Instructions:
1) Reproduce word for word the passage on the housing minister's donations, everything from "He also received" down to "to local residents.".
2) Using the passage on the housing minister's donations, decide whether each statement agrees with it, answering yes or no and quoting the deciding words exactly. (a) Pasta Foods gave the MP £5,000. (b) Brineflow Properties and Handling Ltd donated £10,000. (c) Some of the money went on email newsletters.

Selected extract:
==============================

The housing minister has received £2,000 from Brineflow Properties and Handling Ltd – which provides concentrated sodium and potassium brine for offshore drilling.
He also received £10,000 from a firm which provides engineering and construction for oil, gas and renewable energy projects, Offshore Group Newcastle.
Great Yarmouth manufacturer Pasta Foods also donated £5,000 to the MP.
Mr Lewis said: “Donations are all recorded on the register of members’ interests and available for scrutiny as per the law, and rightly so.
“Many donations to parties and candidates are very small ones. These donations, large and small, come from people who support my work for Great Yarmouth and/or want a Conservative government which will continue the work to fix our economy and move our country forward.”
He said the money was spent on ensuring he kept in touch with residents regularly, through his website, regular email newsletters, magazines, newspapers and letters to local residents.

==============================

Recorded information:
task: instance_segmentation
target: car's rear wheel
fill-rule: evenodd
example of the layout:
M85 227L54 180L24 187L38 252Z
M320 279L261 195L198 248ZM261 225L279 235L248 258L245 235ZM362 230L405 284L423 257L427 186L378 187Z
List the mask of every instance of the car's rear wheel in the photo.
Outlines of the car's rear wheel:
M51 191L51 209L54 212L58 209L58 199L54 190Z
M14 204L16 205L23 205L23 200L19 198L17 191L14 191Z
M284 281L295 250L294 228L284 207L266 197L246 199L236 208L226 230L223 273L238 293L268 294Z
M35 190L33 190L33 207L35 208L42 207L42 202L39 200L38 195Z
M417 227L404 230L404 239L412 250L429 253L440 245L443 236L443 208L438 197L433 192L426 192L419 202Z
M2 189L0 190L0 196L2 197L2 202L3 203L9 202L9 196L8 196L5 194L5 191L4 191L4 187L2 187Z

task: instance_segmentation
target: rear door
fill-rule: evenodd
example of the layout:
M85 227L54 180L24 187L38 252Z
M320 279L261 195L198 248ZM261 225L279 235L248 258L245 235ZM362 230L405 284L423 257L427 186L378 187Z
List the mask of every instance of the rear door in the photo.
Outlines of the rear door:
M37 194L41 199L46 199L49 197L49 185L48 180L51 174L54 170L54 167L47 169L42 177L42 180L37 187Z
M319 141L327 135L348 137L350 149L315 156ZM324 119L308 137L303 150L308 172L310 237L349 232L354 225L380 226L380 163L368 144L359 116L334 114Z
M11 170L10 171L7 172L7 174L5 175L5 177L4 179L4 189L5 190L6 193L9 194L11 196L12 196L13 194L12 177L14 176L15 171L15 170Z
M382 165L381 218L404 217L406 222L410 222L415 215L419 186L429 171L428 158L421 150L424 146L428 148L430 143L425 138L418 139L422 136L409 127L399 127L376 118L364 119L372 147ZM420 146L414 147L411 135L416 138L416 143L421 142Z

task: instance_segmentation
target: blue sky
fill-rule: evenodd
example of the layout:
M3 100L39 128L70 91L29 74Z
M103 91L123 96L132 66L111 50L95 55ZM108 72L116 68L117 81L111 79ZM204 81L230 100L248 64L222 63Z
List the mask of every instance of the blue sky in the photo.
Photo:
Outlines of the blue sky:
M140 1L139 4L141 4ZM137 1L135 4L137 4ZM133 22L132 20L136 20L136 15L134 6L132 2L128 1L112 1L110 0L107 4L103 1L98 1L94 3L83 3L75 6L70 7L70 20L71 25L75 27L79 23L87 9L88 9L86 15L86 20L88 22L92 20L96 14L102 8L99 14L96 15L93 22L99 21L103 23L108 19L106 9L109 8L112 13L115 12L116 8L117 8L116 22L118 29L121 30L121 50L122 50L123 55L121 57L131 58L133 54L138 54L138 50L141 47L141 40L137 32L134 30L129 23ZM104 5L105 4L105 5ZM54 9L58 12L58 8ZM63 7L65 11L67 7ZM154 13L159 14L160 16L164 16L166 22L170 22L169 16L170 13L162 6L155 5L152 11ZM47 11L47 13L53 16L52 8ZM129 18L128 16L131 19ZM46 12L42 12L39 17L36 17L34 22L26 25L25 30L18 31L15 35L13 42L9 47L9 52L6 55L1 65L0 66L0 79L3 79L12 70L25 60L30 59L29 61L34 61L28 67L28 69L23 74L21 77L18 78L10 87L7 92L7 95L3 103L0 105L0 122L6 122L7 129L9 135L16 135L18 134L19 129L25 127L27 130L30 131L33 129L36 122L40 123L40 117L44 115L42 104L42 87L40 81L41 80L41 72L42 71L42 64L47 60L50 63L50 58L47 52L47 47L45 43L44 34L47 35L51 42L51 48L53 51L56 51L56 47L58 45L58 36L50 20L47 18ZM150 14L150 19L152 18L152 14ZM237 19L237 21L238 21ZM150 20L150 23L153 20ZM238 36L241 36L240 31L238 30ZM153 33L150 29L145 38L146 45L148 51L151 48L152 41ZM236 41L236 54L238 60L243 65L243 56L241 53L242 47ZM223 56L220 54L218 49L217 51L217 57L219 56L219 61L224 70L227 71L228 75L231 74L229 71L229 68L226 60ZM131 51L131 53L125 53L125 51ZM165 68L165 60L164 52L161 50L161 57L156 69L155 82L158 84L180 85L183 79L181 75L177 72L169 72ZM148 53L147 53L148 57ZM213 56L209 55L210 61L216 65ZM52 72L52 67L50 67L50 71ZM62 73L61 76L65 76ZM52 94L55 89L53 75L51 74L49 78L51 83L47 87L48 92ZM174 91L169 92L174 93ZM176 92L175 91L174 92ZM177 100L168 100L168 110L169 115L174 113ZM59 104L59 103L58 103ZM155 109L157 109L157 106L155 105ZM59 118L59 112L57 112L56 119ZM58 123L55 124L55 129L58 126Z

==============================

Completed exercise:
1)
He also received £10,000 from a firm which provides engineering and construction for oil, gas and renewable energy projects, Offshore Group Newcastle.
Great Yarmouth manufacturer Pasta Foods also donated £5,000 to the MP.
Mr Lewis said: “Donations are all recorded on the register of members’ interests and available for scrutiny as per the law, and rightly so.
“Many donations to parties and candidates are very small ones. These donations, large and small, come from people who support my work for Great Yarmouth and/or want a Conservative government which will continue the work to fix our economy and move our country forward.”
He said the money was spent on ensuring he kept in touch with residents regularly, through his website, regular email newsletters, magazines, newspapers and letters to local residents.

2)
(a) Yes: "Great Yarmouth manufacturer Pasta Foods also donated £5,000 to the MP."
(b) No: "The housing minister has received £2,000 from Brineflow Properties and Handling Ltd"
(c) Yes: "regular email newsletters"